— START OF Text excerpt —
# Best appetizer to make from baguette?



## chave982 (Feb 21, 2007)

Anybody have any good recipes for appetizers made from sliced baguette?  I love using it, but the only thing I usually end up using them for is smearing roasted garlic on them.  

Any other ideas?


----------



## CharlieD (Feb 21, 2007)

Her is what I do with slised bagette. Spread a little bit of butter on both sides and fry it until lightly brown. Set aside. You can also simply toast on both sides. I just love that fried taste. Mix together some good ketchup and unsulted butter. Till it is smoth and can be spread like regular butter. Spred on the toast liberaly (or to your liking). Sprinkle with freshly gradwd cheese, what ever kind you like. Serve. I like it when the toast is still a little bit warm, yum.


----------



## lulu (Feb 21, 2007)

Wow, hundreds, olive paste, I had a lovely artichoke paste and truffle oil paste on Saturday, tomatue sauce full of anchovies, a slice of tomato and a thin slice of goat's cheese, a caper paste, tomato sauce and olives, a slice of cheese with fruit and a little honey, goat's cheese, prosciutto and figs and honey  (I can do this for some time...) any of the above, or anything else, on the lightly toasted baguette slices under the grill/broiler untill appropriate


----------



## Loprraine (Feb 21, 2007)

My all time favourite.  Thinly slice the baguette, brush with olive oil, and broil until light golden.  Top with very thinly sliced leftover medium rare steak, (or roast beef).  Top with a dollop of Bearnaise.  Or, top with caramelized onions mixed with a bit of roasted garlic and balsamic reduction.  Or top with a homemade olive salad.  Or top with prosciutto and gruyere, and place under broiler.  Or, or....  I love baguettes.


----------



## Uncle Bob (Feb 21, 2007)

In broad terms Crostini...Even broader Canapes....Lots of possibilities


----------



## YT2095 (Feb 21, 2007)

make Mini-Pizzas, spread a little ketchup garlic oregano and basil mix on them, a single peperoni slice and top with mozzeralla cheese, then toast like it was a pizza.

Kids love them too 

edit: oh Yeah, and I seem to rem seeing something done where the end was cut off, the soft bread part in the middle was taken out and used with a meat and herb mix (raw) then packed back into the hollow stick and cooked, allowed to cool and put in the fridge, then taken out when chilled and carefuly sliced, but I don`t rem all the details, Sorry :S


----------



## Loprraine (Feb 21, 2007)
— END OF Text excerpt —
— START OF Record set —
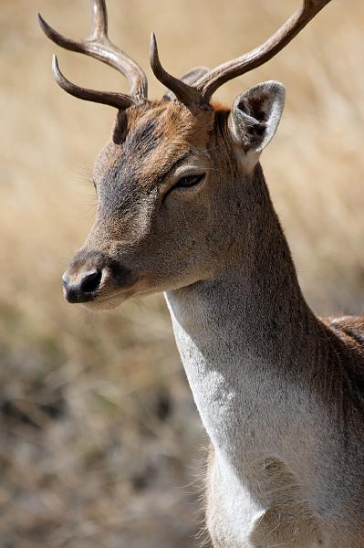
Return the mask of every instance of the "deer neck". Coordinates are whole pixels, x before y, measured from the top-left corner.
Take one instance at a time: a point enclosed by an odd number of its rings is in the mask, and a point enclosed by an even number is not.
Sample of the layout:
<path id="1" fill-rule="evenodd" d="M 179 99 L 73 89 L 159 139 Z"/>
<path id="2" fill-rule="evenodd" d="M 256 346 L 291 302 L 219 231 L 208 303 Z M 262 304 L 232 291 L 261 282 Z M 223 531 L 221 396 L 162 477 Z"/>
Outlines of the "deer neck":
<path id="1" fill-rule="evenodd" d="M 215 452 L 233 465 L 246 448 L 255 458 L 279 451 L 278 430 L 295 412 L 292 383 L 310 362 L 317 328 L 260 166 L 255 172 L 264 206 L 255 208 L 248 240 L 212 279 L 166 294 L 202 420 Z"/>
— END OF Record set —
— START OF Record set —
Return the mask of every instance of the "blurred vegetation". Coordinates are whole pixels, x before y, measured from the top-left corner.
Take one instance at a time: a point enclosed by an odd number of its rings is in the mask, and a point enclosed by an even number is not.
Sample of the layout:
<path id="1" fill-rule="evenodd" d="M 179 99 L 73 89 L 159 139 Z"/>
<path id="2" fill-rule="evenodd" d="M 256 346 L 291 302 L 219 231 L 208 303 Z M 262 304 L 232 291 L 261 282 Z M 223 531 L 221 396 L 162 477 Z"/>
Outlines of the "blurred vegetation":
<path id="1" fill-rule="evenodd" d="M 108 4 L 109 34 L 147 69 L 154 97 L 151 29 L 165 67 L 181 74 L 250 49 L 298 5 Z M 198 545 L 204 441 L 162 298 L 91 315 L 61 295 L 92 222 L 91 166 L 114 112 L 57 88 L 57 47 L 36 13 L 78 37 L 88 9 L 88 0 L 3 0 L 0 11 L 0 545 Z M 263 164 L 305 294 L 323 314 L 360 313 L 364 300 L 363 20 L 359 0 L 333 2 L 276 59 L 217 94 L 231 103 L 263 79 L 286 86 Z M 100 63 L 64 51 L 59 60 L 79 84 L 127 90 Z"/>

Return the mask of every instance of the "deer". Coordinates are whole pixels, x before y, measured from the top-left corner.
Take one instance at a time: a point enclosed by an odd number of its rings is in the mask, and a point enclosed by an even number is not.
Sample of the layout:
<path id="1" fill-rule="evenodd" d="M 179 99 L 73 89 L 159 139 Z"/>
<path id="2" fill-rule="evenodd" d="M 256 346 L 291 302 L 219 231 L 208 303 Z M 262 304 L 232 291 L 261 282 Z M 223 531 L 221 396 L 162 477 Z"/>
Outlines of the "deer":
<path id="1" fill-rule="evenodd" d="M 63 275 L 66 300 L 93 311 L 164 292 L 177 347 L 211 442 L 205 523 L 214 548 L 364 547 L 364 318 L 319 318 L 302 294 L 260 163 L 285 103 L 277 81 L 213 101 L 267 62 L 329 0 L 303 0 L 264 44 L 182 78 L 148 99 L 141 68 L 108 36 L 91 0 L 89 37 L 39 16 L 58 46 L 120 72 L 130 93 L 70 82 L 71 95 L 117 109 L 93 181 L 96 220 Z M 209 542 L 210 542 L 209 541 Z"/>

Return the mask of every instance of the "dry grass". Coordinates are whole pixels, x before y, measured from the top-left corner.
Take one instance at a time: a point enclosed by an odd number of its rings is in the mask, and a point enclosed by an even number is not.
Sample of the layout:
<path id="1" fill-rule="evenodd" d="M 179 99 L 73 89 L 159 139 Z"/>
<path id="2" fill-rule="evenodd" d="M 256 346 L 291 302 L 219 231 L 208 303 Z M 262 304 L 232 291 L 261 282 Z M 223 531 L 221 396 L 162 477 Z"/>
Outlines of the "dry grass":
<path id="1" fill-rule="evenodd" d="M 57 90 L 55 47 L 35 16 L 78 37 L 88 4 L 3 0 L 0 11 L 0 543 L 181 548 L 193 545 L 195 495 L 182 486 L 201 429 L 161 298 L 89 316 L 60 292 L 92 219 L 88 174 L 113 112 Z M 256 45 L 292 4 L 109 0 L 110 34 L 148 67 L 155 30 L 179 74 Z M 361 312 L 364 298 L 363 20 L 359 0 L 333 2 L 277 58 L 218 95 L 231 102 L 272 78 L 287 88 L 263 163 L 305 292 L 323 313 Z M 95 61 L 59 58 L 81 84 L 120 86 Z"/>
— END OF Record set —
Required tasks:
**A.** In the baguette appetizer thread, what does Loprraine put on top of the thinly sliced steak?
**B.** Write the next part of the baguette appetizer thread, starting after its final line.

Task-by-task results:
**A.** A dollop of Bearnaise.

**B.**
Can you put your thinking cap on and remember that one soon, YT??? Sounds great!


----------



## YT2095 (Feb 21, 2007)

I`de love to, but it was about 15 years ago, all I can say is that it contained ground meat, onions and herbs (salt and pepper as per usual) and the bread you took out the middle, that was all mixed up in a bowl after the bread was crumbed, I can`t even say if they used an Egg binder or something, I just dont remember, Sorry


----------



## ChefJune (Feb 21, 2007)

chave982 said:
			
		

> Anybody have any good recipes for appetizers made from sliced baguette? I love using it, but the only thing I usually end up using them for is smearing roasted garlic on them.
> 
> Any other ideas?


Sliced baguette is the basis for all sorts of Bruschetta (pronounced Brus ketta, please!) and Crostini.  All are delicious, so it just depends upon what you feel like making, or what you have in the fridge that you want to use up.  Chopped up tomatoes and garlic are not even the TIP of the iceberg!


----------



## boufa06 (Feb 21, 2007)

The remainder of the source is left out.